═══ Data shown

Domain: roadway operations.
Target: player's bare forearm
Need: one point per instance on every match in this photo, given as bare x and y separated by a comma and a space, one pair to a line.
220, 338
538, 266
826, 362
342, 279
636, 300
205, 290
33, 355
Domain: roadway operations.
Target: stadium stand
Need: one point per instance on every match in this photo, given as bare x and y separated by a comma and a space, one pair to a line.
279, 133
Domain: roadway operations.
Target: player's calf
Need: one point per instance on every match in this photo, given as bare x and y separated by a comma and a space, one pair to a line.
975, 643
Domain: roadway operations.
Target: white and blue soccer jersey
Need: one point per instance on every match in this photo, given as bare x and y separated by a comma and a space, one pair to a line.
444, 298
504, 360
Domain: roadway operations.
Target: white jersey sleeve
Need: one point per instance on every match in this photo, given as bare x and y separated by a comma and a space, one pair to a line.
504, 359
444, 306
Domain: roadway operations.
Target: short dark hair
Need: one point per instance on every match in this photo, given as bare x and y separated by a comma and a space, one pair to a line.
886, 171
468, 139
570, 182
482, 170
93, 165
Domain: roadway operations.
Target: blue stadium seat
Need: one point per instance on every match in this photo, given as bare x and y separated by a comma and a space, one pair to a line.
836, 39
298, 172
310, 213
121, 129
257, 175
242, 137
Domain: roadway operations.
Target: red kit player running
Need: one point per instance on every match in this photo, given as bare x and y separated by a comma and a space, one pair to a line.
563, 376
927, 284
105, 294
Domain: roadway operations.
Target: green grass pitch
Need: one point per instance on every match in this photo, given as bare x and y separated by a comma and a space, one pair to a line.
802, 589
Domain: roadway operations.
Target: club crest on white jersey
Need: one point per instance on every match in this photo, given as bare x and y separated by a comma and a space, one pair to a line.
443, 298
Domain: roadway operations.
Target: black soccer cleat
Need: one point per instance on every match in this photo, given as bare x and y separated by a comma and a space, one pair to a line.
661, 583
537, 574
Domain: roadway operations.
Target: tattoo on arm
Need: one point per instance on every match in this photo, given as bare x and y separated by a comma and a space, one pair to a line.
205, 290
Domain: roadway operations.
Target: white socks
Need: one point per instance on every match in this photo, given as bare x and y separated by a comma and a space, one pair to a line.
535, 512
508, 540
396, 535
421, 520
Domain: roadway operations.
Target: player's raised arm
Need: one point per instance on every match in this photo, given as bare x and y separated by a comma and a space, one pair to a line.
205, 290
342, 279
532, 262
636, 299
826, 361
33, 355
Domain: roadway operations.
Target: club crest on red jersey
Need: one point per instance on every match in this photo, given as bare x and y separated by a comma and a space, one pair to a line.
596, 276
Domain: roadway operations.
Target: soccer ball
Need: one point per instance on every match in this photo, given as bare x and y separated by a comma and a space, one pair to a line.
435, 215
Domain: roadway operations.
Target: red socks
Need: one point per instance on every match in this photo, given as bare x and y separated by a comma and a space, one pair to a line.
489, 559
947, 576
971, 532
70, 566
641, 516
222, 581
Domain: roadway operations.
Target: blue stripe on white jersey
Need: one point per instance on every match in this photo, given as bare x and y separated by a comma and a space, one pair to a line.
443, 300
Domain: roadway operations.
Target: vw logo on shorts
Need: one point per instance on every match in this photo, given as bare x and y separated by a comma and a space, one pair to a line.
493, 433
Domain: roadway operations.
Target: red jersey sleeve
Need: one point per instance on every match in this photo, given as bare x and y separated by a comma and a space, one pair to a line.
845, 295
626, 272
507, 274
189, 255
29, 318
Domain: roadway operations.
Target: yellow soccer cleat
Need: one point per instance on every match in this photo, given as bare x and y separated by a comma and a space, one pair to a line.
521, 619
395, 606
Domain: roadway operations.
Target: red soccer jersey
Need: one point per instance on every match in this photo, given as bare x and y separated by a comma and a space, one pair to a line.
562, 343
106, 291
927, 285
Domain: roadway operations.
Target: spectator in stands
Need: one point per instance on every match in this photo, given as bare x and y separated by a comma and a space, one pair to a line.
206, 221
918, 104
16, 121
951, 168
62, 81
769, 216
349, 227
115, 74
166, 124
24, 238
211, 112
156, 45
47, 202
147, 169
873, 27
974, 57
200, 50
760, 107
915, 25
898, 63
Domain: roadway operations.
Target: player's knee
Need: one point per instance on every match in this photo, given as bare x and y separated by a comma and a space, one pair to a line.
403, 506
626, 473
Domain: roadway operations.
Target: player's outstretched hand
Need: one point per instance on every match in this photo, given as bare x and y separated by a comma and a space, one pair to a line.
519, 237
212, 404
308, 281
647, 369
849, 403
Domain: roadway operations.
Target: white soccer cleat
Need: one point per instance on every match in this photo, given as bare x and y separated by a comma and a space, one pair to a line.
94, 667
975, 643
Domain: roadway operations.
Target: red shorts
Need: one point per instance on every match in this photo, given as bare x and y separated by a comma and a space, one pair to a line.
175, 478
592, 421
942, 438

══════

> _Short task_
Go through the entries and repeat each one exactly.

> _Answer to the task_
Domain: roadway operations.
Target: player's bare forearm
Need: one point per instance on every match in this photo, given as bare x and y separated by a comma and a space, one pair to a line.
220, 338
538, 266
826, 362
342, 279
636, 300
205, 290
33, 355
Domain: roadway operations.
Target: stadium stand
Need: one point per instance on every match in this photo, given as bare x and y separated by a comma and a space, one pair to a line.
279, 133
Domain: roadway operations.
Target: player's calf
Need: one point per instance on every match in this photo, given as bare x and y separated by a comma and a space, one pair to a line.
975, 643
Domain: roadway operations.
Target: white and blue soccer jersey
Need: one point per instance on every match in this photo, given as bare x and y separated by a comma and a space, one pair to a line.
444, 298
504, 360
Domain: roadway operations.
Target: white jersey sleeve
Need: one point per instance on every match in this photo, given as bare x and y separated by a comma and a space, one pair to a line.
504, 359
444, 306
Domain: roadway operations.
Target: short dark hair
Need: one point per instance on every match in this photo, given as bare x and y separated by a comma and a space, one pair to a line.
886, 171
468, 139
570, 182
482, 170
93, 165
Domain: roadway operations.
Target: blue stadium seat
Need: one point per instance on every match in this photo, given as bare x and y separated by a comma and a space, one pair to a line.
836, 39
298, 172
310, 213
121, 129
257, 175
242, 137
Domain: roadway operations.
Target: red kit player running
Need: one point per instance on every match in this photo, given as bare x and y separated by a comma and a space, one pair to a line.
563, 376
927, 284
105, 294
Domain: roadway operations.
Target: green grass pitch
Need: one point per instance on every match in this photo, given as bare x and y separated by a comma and a space, one pair to a line.
802, 589
Domain: roadway operations.
Target: club crest on white jersey
Need: one point per instance on every match in this photo, given as bare x and y separated by a comma and a space, one pair to a line.
443, 298
Domain: roadway operations.
Target: black soccer cleat
Need: one point per instance on every match in this photo, given as bare x and y separated by a comma and a space, one pair to a line.
661, 583
537, 574
Domain: roadway operations.
Target: tattoo on arm
Need: one point per instance on every match in this photo, given as bare x and y separated by a comma and a space, one pair to a line.
205, 290
Domain: roadway operations.
Target: white socks
Need: one point per instance on every match in this photo, given as bare x and y separated by a comma and a space, one pair to a line.
535, 512
508, 540
396, 535
421, 520
Domain: roadway operations.
Target: player's raised arm
Need: one point per instance on every match in this photo, given as bare x and y separated by a comma and a space, one pair to a line.
205, 290
342, 279
532, 262
636, 299
826, 361
33, 355
Domain: roadway operations.
Target: club crest on red jersey
Need: one point per instance on every match in this photo, given as bare x and y separated by a comma and a space, one pair to a line.
596, 276
Domain: roadway operations.
Target: soccer ball
Need: one point per instance on every match in this photo, given as bare x and y separated by a comma and a space, one pair to a line.
435, 215
Domain: roadway operations.
Target: red socks
Need: one point per instance on every match in this photo, given as bare x and y separated by a comma and a space, one pair to a line.
489, 559
947, 576
971, 532
70, 566
641, 516
222, 581
Domain: roadway operations.
Target: blue stripe on white jersey
Need: one point per instance on every match in this photo, given as bare x and y separated by a comma and a space, one pair to a line.
443, 300
Domain: roadway operations.
Target: vw logo on shorts
Need: one point per instance on every match in this photo, given as bare x and y separated by a comma and a space, one pair to a line.
493, 433
Domain: roadway operations.
Target: red jersey sleeve
Need: one point per instance on every match in this photo, given as bare x and y separated by a comma and a space, one pair to a line.
845, 295
626, 272
507, 274
189, 255
29, 318
Domain: roadway operations.
Target: yellow soccer cleat
Need: one point per instance on every match in this photo, given as bare x and y separated by a comma and a space, one pair to a line.
521, 619
395, 606
Domain: roadway operations.
Target: red soccer jersey
Need: one point per instance on every match in this photo, given as bare x and y separated by a comma and a space, one pair to a line.
562, 343
106, 291
927, 285
Domain: roadway operations.
Target: spectator in stands
Need: one point per instance on every match in this photo, given as bare x and y separated by a comma and a space, one pair to a line.
206, 221
918, 104
16, 121
951, 168
62, 81
769, 216
349, 227
115, 74
166, 124
24, 238
211, 112
156, 45
47, 202
147, 169
873, 27
974, 57
200, 50
760, 107
915, 25
898, 63
Domain: roadway operations.
Target: player's knee
Need: one point per instance on every match in this photo, given as bare x and y separated by a comma and a space, one pair to a line.
403, 506
626, 473
Domain: roadway operations.
Target: player's outstretched hand
Need: one point per instance on every match in this photo, given as bare x and y separated by a comma and a space, one pair to a line.
519, 237
212, 404
308, 281
647, 369
849, 403
Domain: roadway operations.
Target: white soccer cleat
Need: one point per instance on every match in this photo, given as bare x and y separated by a comma and a space, one pair to a line.
94, 667
975, 643
Domain: roadway operations.
Target: red shorts
Need: one point per instance on every match in this photo, given as bare x and y separated by a comma and a space, one pair to a line.
175, 478
592, 421
942, 438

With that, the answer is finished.